EXTRAIT DU TEXTE:
◆ ◆ ◆ ◆
A l'heure de l'intervention française au Mali (opération Serval),
il n'est pas ininteréssant de revenir sur ces opérations qui
rappellent, par certains côtés, celles se déroulant actuellement
aux lisières du Sahel, dans la tradition du rezzou3.
La
Libye, Kadhafi et le Tchad
L'implication
libyenne au Tchad remonte bien avant 1969, année du coup d'Etat de
Kadhafi. En 1965, des rebelles tchadiens créent le FROLINAT4
contre la présidence autoritaire et de plus en plus isolée de
François Tombalbaye5.
En août 1968, les Toubous de la Garde Nationale et Nomade se
mutinent dans l'Aouzou. Les relations entre la Libye et le Tchad sont
anciennes en raison des migrations nomades entre les deux pays, et la
sénoussiya, confrérie de Muhammad al-Sénoussi née au
XIXème siècle en Cyrénaïque, creuset du nationalisme libyen,
avait essaimé au sud, dans le Tibesti, près du lac Tchad et
jusqu'au Darfour pour contrer la conquête de l'Algérie française
et étendre son influence. En outre la Libye a des revendications non
satisfaites sur la partie nord du Tchad qui remontent au temps de la
colonisation italienne. Cependant, le roi Idris Ier6
ne veut pas d'une confrontation avec le pouvoir tchadien soutenu par
la France, et ne fournit pas d'armes aux rebelles, simplement une
aide logistique et un sanctuaire.
◆ ◆ ◆ ◆
TRAVAIL À RÉALISER:
1/ D'après l'extrait, où les Toubous de la Garde Nationale et Nomade se mutinent-ils en août 1968 ?
2/ Reproduisez à l'identique le passage de l'extrait compris entre « A l'heure de » et « tradition du rezzou3. », ces deux bornes incluses.

DONNÉES DISPONIBLES:
◆ ◆ ◆ ◆
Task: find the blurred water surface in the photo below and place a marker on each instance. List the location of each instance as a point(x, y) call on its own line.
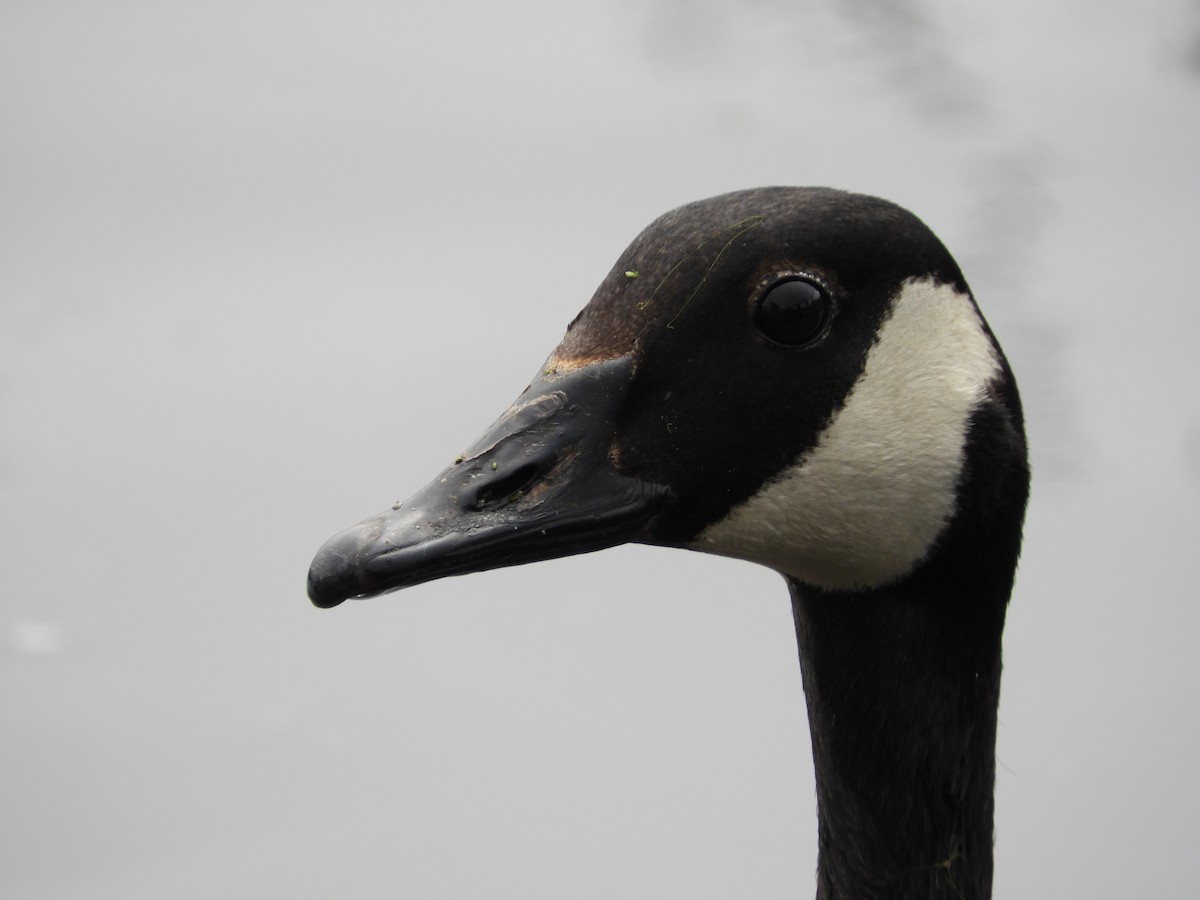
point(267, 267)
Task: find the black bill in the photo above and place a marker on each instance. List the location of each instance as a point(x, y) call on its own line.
◆ ◆ ◆ ◆
CORRIGÉ:
1/ Dans l'Aouzou.

2/
A l'heure de l'intervention française au Mali (opération Serval),
il n'est pas ininteréssant de revenir sur ces opérations qui
rappellent, par certains côtés, celles se déroulant actuellement
aux lisières du Sahel, dans la tradition du rezzou3.